From the data that follows, print exactly the lines starting at the one containing "Point to the blurred background." and ending at the one containing "Point to the purple lettering."; include both of them and nothing more.

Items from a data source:
◇ ◇ ◇ ◇
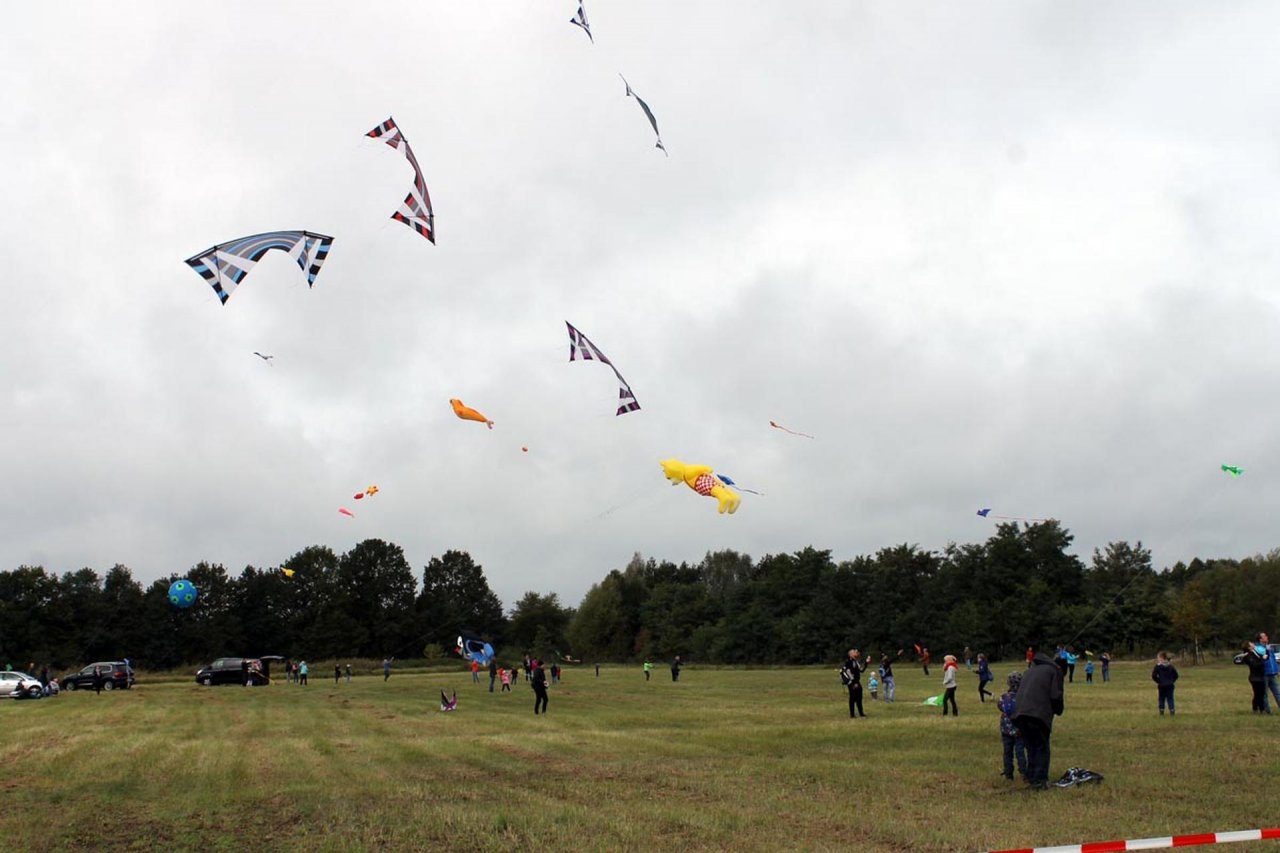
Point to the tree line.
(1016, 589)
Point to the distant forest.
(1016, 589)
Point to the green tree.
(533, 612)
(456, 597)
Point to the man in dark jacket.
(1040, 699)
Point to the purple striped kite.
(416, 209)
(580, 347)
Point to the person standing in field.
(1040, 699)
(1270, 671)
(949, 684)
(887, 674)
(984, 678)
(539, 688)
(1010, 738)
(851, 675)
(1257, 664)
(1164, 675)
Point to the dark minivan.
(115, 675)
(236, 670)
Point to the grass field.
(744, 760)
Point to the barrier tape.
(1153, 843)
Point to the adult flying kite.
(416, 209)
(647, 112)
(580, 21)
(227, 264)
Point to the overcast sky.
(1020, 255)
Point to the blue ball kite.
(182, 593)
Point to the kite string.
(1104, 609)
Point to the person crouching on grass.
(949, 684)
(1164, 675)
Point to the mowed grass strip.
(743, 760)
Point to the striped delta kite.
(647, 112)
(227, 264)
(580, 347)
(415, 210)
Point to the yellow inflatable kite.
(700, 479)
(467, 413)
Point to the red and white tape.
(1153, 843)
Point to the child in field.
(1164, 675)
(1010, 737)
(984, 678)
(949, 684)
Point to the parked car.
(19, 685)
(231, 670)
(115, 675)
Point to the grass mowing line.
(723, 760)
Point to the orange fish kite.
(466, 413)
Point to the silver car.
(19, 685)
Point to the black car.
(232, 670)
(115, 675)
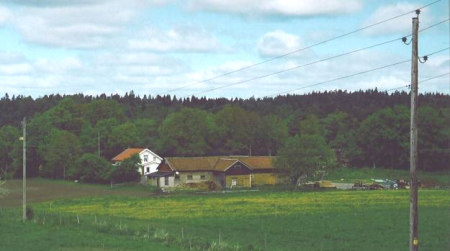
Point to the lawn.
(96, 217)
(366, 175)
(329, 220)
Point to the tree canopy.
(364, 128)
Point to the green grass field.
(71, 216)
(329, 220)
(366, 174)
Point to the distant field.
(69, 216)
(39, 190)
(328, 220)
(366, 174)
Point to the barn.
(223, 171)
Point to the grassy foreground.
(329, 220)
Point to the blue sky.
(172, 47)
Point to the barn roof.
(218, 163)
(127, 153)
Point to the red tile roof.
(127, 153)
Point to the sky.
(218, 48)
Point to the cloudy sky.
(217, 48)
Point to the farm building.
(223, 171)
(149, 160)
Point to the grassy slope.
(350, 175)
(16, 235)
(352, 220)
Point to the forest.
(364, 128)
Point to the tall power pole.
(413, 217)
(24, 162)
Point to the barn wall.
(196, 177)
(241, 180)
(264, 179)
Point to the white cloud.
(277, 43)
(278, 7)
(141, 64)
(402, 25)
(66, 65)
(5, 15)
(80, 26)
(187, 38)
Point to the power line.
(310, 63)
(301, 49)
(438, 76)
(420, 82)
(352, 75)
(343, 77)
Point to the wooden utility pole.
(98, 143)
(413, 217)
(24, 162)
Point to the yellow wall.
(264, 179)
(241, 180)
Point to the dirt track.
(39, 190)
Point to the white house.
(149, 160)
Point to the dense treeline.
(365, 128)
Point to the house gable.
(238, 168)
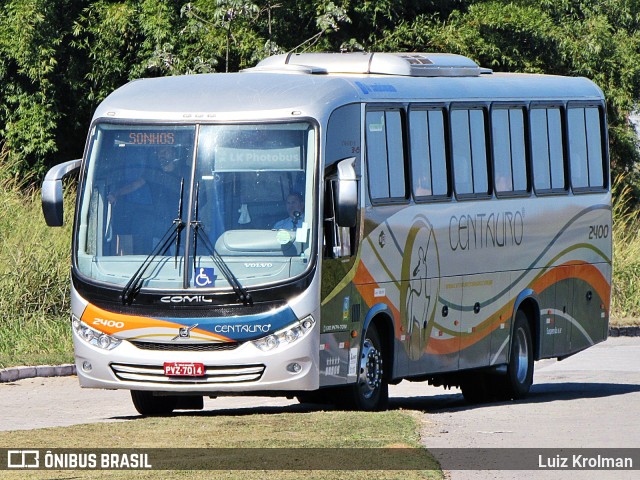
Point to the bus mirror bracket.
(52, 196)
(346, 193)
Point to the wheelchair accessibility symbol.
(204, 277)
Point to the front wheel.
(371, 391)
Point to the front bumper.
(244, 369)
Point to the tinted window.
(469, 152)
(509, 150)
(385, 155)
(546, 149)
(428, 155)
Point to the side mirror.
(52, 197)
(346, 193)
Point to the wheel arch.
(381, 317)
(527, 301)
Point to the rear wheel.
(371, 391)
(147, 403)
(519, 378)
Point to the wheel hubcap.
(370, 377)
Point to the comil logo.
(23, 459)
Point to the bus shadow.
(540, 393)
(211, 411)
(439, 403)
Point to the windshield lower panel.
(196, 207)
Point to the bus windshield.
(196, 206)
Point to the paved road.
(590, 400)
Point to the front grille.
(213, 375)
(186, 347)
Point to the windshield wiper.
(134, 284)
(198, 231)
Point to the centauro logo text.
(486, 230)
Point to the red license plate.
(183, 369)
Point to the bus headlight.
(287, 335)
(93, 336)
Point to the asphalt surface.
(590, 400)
◇ ◇ ◇ ◇
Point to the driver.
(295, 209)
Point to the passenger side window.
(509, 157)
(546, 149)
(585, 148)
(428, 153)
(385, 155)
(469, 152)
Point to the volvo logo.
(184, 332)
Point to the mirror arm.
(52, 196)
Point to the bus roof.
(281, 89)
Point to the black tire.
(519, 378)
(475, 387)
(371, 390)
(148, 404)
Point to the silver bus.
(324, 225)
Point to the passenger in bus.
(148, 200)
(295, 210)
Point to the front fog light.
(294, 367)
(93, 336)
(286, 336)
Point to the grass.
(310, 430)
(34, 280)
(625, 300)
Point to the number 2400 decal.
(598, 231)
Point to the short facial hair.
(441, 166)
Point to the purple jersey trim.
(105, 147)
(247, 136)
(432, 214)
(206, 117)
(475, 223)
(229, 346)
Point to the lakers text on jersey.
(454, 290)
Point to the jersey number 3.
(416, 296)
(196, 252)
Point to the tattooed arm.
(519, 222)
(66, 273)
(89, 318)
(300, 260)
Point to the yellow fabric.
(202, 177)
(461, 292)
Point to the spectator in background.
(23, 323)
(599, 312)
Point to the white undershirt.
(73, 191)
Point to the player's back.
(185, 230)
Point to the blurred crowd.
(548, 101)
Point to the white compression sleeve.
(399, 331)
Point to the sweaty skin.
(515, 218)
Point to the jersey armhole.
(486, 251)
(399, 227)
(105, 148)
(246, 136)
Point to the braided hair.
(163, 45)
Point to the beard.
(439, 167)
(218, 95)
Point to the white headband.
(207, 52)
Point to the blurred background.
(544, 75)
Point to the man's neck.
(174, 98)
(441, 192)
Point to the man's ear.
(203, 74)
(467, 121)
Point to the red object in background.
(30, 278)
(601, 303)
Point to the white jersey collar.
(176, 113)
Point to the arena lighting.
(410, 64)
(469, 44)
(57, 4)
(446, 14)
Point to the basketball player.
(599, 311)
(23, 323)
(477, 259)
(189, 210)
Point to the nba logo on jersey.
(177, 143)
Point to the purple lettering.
◇ ◇ ◇ ◇
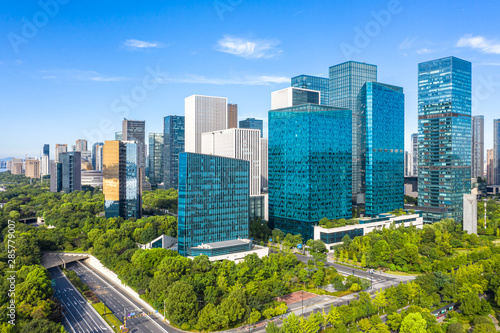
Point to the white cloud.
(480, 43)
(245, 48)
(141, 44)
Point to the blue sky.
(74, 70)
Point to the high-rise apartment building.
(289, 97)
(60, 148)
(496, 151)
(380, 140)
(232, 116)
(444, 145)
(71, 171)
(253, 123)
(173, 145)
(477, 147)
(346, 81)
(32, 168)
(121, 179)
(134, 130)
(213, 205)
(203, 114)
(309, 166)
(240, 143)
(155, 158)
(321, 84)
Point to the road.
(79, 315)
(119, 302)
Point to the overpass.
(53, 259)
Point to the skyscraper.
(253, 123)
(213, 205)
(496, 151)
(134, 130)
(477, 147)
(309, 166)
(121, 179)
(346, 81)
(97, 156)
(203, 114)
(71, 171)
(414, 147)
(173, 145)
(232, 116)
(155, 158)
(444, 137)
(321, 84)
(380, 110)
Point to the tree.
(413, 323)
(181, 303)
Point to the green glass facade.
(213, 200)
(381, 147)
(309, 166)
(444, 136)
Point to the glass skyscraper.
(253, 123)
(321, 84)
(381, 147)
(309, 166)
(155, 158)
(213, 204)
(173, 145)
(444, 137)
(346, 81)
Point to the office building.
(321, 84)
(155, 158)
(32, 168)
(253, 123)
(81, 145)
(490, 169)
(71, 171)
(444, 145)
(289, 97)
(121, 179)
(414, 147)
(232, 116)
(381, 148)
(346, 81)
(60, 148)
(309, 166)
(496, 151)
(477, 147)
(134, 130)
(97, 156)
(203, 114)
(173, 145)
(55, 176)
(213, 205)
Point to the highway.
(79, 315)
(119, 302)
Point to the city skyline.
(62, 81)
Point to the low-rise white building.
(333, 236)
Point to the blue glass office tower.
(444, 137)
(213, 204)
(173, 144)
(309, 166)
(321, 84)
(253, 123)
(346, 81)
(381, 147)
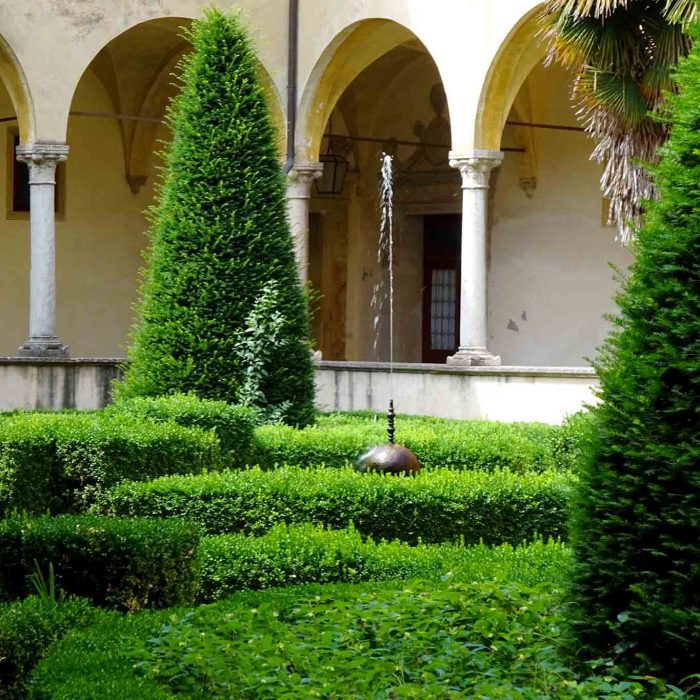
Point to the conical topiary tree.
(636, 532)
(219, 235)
◇ ◇ ◇ ◇
▶ **Answer box**
Point to the blurred background.
(544, 75)
Point to the man's neck.
(174, 98)
(441, 192)
Point to the man's ear.
(203, 74)
(467, 121)
Point to the red object in background.
(30, 278)
(601, 303)
Point to the white jersey collar.
(176, 113)
Point to the arena lighting.
(410, 64)
(469, 44)
(57, 4)
(446, 14)
Point to the basketball player.
(599, 311)
(23, 323)
(477, 259)
(189, 210)
Point to the nba logo on jersey.
(177, 143)
Point to the purple lettering.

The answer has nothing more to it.